** What to work on **
Go to the line below that has "If you could tag every instance of the rope", print it and each line after it exactly, and stop after the line that has "point(223, 197)"; leave out pictures.

** Records from a collection **
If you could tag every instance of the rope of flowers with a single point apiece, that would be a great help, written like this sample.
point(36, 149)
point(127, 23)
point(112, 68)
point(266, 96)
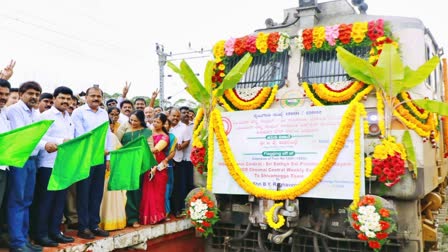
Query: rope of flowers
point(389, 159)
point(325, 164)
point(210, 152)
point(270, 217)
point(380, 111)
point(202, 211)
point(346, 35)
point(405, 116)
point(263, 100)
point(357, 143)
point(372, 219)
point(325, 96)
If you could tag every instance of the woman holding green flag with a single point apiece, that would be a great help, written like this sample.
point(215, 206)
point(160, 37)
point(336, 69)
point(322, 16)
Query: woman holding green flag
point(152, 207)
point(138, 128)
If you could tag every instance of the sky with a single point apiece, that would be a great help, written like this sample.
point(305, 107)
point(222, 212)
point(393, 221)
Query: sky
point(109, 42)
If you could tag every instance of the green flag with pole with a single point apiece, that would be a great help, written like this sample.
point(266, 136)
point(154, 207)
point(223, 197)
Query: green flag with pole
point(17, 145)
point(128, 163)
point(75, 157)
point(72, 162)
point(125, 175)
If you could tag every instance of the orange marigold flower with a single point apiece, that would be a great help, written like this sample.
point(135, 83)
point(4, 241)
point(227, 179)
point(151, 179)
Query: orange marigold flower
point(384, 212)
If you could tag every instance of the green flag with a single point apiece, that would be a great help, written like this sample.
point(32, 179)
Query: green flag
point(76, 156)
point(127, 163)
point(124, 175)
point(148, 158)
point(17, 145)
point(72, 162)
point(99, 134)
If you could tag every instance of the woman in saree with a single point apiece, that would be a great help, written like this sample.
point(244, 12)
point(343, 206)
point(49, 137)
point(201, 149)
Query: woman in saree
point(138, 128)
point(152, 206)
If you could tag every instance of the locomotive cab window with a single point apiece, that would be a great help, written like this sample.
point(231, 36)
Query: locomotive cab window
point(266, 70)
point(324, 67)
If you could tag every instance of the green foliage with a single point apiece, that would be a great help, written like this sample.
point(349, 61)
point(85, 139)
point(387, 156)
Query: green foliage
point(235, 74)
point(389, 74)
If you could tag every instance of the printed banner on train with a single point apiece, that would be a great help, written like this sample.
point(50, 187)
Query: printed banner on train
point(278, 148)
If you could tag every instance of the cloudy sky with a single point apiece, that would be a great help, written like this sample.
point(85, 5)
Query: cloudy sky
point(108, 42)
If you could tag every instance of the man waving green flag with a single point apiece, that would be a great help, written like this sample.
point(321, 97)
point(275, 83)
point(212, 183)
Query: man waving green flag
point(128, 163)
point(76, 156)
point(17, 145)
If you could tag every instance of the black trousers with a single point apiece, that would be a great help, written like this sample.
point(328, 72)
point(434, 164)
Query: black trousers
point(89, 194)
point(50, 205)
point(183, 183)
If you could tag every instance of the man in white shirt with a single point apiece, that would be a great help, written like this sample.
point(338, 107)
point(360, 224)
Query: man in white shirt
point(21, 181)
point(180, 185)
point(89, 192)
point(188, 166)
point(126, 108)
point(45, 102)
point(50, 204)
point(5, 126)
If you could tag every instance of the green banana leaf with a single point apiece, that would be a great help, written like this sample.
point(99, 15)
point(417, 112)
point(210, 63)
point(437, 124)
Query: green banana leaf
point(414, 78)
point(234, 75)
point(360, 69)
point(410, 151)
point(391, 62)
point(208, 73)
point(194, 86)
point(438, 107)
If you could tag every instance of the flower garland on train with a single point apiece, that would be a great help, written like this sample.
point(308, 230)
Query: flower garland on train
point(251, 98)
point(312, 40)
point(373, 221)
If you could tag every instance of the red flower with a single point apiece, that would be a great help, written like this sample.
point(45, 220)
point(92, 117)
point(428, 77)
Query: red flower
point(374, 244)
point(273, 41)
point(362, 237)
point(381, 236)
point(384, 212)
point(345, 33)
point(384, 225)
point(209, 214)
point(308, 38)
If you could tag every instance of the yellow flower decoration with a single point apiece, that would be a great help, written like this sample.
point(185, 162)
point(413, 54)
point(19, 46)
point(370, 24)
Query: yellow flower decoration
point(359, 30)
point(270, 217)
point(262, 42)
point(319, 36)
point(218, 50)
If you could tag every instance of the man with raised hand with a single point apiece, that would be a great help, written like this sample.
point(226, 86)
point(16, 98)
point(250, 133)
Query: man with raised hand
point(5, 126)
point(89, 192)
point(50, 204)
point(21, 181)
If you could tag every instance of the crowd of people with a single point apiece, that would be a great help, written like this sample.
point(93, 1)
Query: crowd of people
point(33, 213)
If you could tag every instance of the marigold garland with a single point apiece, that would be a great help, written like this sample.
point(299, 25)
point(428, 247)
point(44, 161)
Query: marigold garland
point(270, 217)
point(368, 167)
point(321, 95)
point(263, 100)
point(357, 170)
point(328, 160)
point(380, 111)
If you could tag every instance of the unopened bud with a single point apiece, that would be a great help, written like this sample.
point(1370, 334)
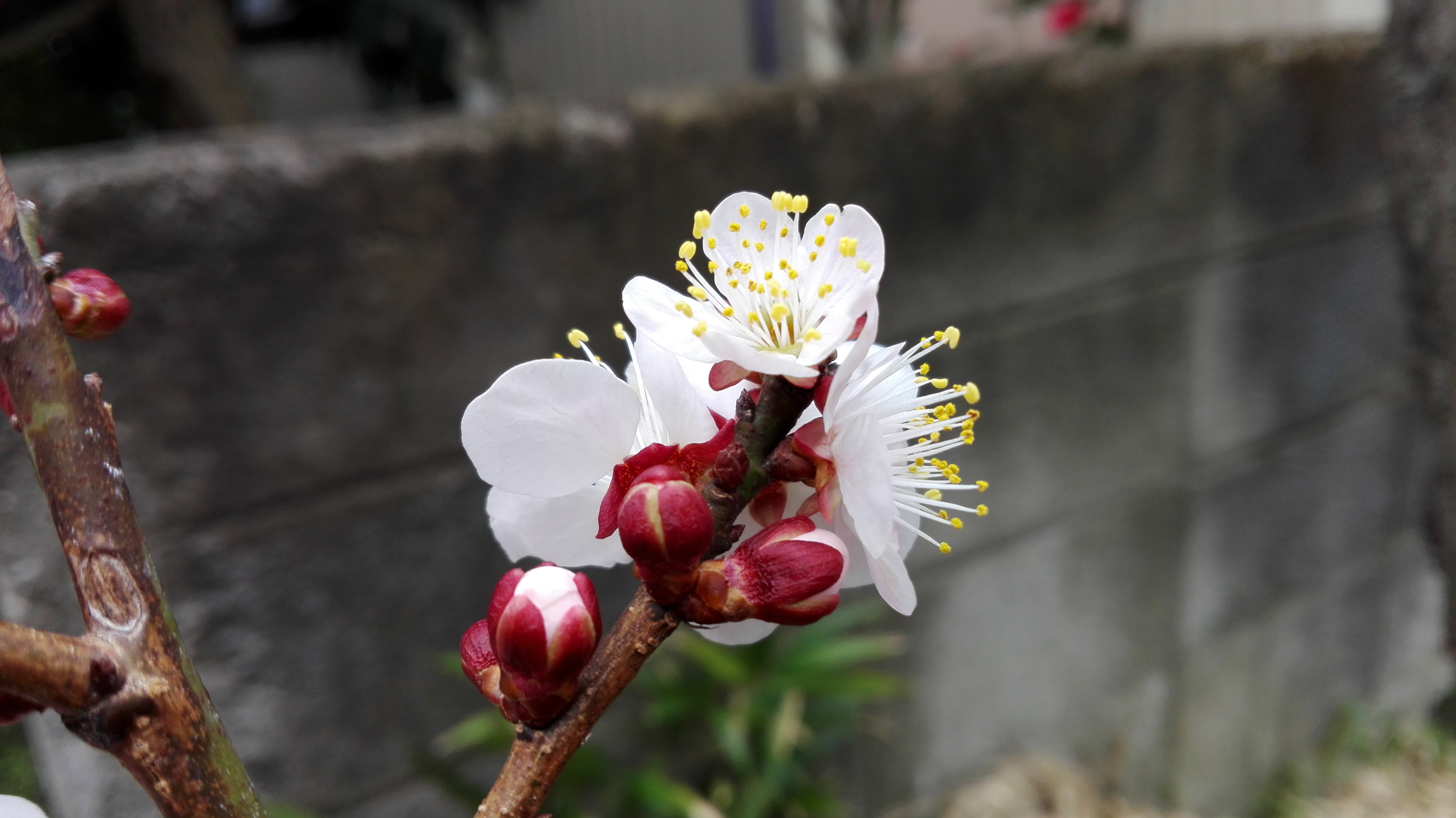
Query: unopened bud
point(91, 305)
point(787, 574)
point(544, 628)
...
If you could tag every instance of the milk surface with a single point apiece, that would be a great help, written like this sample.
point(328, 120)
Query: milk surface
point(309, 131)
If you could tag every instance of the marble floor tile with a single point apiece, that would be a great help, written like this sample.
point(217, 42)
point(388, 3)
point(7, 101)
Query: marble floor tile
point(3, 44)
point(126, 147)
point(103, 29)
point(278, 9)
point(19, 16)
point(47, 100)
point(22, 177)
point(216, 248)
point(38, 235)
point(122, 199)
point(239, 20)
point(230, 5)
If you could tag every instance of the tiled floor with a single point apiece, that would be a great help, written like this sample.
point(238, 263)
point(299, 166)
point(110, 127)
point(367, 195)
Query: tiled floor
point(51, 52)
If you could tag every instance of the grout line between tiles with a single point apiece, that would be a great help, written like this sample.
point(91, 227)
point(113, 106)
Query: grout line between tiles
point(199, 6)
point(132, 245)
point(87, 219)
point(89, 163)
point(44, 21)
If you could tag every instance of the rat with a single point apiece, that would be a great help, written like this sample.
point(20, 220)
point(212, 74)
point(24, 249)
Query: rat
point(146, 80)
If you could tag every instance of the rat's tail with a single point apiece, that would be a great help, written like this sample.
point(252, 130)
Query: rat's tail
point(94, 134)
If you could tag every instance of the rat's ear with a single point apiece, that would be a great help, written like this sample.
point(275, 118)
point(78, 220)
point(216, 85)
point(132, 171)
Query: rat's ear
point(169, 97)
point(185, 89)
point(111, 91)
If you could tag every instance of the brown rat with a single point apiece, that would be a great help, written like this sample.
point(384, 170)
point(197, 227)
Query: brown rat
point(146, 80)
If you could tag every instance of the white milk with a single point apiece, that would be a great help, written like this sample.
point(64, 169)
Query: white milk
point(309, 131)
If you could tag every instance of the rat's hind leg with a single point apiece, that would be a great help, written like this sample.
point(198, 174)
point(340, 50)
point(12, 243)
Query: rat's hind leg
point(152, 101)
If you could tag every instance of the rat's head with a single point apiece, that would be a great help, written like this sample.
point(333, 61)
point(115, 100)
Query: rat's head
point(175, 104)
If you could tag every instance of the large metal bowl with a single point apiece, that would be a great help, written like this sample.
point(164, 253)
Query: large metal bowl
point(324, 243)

** Result for this task **
If you could tag every instance of the rope of flowers with a single point apiece, that would be a great help, written like this sample.
point(36, 149)
point(127, 23)
point(112, 68)
point(266, 96)
Query: rope of flowers
point(389, 159)
point(325, 164)
point(210, 152)
point(270, 217)
point(380, 111)
point(202, 211)
point(346, 35)
point(405, 116)
point(263, 100)
point(357, 143)
point(372, 219)
point(325, 96)
If you could tag every instance of the woman holding green flag with a single point apiece, that would be a great help, written like this sample.
point(215, 206)
point(160, 37)
point(336, 69)
point(322, 16)
Query: woman holding green flag
point(152, 207)
point(138, 128)
If you could tag every instance of the sky with a single point apiece, that would be a great help, written like this sample.
point(305, 107)
point(222, 212)
point(393, 221)
Query: sky
point(109, 42)
If you could tag every instance of the green flag with pole with a single point apiece, that would be a great help, written like this sample.
point(266, 136)
point(154, 207)
point(223, 197)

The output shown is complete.